Pointing dataset excerpts
######
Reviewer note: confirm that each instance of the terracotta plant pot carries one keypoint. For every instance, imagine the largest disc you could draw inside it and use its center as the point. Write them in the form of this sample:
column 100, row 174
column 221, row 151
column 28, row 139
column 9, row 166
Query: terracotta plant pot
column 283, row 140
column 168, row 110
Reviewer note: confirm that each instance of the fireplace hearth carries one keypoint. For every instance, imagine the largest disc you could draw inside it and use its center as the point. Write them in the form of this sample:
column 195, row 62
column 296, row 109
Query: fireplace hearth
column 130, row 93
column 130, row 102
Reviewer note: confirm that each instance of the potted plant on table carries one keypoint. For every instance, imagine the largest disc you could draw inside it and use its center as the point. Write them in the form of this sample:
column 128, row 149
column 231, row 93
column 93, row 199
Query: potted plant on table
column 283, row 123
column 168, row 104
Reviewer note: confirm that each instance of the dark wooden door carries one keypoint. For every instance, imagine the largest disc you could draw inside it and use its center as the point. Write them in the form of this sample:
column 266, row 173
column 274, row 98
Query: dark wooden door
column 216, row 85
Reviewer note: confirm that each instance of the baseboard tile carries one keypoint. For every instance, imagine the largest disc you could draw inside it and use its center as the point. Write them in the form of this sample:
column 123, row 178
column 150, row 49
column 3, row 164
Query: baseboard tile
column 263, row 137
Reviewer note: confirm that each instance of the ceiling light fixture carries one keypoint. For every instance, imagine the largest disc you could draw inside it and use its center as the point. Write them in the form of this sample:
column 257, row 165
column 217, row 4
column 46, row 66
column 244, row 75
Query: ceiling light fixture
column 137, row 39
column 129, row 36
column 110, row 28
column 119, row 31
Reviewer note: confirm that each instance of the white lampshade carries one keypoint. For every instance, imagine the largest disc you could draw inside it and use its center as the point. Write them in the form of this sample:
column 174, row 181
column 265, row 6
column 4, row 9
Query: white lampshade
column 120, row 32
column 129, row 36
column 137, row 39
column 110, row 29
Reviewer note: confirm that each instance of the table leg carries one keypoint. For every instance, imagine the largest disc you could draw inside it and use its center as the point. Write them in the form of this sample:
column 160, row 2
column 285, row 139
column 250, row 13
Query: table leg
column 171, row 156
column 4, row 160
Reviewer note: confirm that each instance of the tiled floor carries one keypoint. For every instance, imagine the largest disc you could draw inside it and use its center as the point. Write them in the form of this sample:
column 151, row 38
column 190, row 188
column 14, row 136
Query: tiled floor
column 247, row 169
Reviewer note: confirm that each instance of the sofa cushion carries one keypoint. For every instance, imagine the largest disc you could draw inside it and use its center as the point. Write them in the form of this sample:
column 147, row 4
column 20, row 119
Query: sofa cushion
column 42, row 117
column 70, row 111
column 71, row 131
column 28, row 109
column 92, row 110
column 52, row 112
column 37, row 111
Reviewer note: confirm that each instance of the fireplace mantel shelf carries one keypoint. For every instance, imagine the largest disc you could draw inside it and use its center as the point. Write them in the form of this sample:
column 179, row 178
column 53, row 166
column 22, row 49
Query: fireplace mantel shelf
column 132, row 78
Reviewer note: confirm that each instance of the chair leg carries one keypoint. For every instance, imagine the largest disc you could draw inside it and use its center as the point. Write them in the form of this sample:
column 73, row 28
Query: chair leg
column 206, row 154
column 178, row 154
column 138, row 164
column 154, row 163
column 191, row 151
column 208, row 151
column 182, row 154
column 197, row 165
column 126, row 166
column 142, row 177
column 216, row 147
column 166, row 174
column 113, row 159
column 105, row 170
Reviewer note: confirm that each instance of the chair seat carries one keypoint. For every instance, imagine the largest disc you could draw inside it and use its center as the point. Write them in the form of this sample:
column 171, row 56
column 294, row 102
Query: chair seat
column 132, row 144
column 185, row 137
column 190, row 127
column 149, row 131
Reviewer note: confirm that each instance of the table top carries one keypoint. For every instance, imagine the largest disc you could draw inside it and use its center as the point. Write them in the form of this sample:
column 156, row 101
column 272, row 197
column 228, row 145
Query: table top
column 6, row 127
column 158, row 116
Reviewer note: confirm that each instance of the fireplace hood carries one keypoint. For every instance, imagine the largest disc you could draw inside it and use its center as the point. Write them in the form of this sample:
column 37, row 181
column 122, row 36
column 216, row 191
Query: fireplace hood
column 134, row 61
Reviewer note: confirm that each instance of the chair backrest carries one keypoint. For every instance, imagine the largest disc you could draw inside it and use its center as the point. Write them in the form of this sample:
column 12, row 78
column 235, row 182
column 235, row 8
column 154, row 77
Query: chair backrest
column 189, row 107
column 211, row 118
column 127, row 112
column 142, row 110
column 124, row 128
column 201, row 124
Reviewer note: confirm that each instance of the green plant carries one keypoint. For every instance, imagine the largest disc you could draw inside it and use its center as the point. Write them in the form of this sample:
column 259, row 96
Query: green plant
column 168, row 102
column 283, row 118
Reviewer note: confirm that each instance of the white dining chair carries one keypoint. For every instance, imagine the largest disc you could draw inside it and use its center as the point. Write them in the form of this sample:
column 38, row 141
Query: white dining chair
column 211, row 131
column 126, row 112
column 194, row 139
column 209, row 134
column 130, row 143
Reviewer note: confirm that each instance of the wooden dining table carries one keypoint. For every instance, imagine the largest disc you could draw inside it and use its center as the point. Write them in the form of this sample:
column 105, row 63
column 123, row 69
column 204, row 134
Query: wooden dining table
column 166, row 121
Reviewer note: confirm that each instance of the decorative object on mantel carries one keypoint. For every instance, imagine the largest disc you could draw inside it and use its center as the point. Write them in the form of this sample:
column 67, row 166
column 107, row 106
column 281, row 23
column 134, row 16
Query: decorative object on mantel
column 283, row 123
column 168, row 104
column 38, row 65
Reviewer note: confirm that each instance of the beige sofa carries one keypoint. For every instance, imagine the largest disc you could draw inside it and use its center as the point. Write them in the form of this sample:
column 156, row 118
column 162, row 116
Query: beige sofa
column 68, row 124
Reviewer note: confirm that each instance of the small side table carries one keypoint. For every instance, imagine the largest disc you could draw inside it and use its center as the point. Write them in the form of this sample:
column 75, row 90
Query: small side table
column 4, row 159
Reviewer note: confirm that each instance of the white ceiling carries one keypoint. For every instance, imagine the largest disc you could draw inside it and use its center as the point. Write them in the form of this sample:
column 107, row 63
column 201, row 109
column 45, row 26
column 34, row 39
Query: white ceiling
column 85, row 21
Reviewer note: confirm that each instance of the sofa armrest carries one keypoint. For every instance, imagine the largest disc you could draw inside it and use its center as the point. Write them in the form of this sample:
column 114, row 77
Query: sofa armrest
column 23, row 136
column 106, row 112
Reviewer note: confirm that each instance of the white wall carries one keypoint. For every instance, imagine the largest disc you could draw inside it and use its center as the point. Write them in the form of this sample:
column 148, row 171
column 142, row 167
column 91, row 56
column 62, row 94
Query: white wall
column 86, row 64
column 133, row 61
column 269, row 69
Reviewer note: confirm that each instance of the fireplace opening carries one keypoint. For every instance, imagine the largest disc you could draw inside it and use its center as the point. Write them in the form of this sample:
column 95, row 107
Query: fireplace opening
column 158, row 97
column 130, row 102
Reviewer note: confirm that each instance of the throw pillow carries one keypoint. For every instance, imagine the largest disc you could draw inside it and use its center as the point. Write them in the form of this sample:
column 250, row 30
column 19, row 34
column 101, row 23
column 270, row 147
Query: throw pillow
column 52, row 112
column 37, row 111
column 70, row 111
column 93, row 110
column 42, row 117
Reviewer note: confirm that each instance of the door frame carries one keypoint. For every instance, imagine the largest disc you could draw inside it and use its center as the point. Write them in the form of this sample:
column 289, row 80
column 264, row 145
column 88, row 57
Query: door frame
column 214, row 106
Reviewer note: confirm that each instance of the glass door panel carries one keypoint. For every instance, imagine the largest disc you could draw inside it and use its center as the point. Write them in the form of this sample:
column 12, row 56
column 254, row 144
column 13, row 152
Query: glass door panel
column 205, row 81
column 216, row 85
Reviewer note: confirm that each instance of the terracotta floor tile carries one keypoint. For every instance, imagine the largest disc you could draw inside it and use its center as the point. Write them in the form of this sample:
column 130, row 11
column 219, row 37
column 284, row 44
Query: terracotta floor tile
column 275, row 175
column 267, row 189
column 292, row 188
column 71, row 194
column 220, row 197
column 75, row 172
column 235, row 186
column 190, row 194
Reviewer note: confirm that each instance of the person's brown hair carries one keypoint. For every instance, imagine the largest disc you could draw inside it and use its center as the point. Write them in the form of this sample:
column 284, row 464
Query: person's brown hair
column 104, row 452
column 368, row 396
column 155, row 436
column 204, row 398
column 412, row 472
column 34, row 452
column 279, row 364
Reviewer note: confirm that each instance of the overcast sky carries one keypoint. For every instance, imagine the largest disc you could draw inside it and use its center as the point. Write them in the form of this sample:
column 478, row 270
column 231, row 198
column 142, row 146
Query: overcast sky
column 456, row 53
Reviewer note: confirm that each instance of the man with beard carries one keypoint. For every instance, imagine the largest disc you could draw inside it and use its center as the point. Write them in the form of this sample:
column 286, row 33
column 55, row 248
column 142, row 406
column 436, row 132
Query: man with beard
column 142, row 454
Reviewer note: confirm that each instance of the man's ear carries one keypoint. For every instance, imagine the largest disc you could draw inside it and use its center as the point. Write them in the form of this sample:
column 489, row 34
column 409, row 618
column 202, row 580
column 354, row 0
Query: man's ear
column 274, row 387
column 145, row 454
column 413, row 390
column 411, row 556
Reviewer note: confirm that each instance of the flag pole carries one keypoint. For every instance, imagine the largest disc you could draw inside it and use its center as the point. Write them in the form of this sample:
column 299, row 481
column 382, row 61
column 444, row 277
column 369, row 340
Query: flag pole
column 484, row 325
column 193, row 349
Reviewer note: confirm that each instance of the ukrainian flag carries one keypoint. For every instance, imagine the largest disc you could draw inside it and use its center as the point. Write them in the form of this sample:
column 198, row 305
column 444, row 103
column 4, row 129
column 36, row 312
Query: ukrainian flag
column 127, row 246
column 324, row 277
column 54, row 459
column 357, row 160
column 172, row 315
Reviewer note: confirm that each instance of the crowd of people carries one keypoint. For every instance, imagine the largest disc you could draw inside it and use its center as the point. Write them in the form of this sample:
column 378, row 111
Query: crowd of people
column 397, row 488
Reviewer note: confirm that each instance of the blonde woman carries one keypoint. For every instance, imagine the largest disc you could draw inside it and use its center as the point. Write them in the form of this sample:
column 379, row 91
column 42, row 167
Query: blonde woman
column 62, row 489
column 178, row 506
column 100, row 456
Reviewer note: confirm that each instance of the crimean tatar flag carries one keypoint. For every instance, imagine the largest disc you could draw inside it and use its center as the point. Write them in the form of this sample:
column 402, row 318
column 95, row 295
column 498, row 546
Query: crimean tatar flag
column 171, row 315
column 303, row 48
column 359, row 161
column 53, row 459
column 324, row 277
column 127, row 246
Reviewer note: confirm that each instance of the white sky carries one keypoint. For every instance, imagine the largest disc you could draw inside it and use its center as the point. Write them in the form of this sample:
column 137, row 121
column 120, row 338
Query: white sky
######
» Problem requirements
Print the part of the records that opens with the line containing "Reviewer note: confirm that each instance of the overcast" and closes with the line containing "column 456, row 53", both of those lines included.

» Answer to the exercise
Reviewer note: confirm that each instance of the overcast sky carries one keypoint. For every instance, imagine the largest disc you could draw inside it and use its center as the point. Write them in the form of this sample:
column 478, row 270
column 231, row 198
column 142, row 146
Query: overcast sky
column 456, row 53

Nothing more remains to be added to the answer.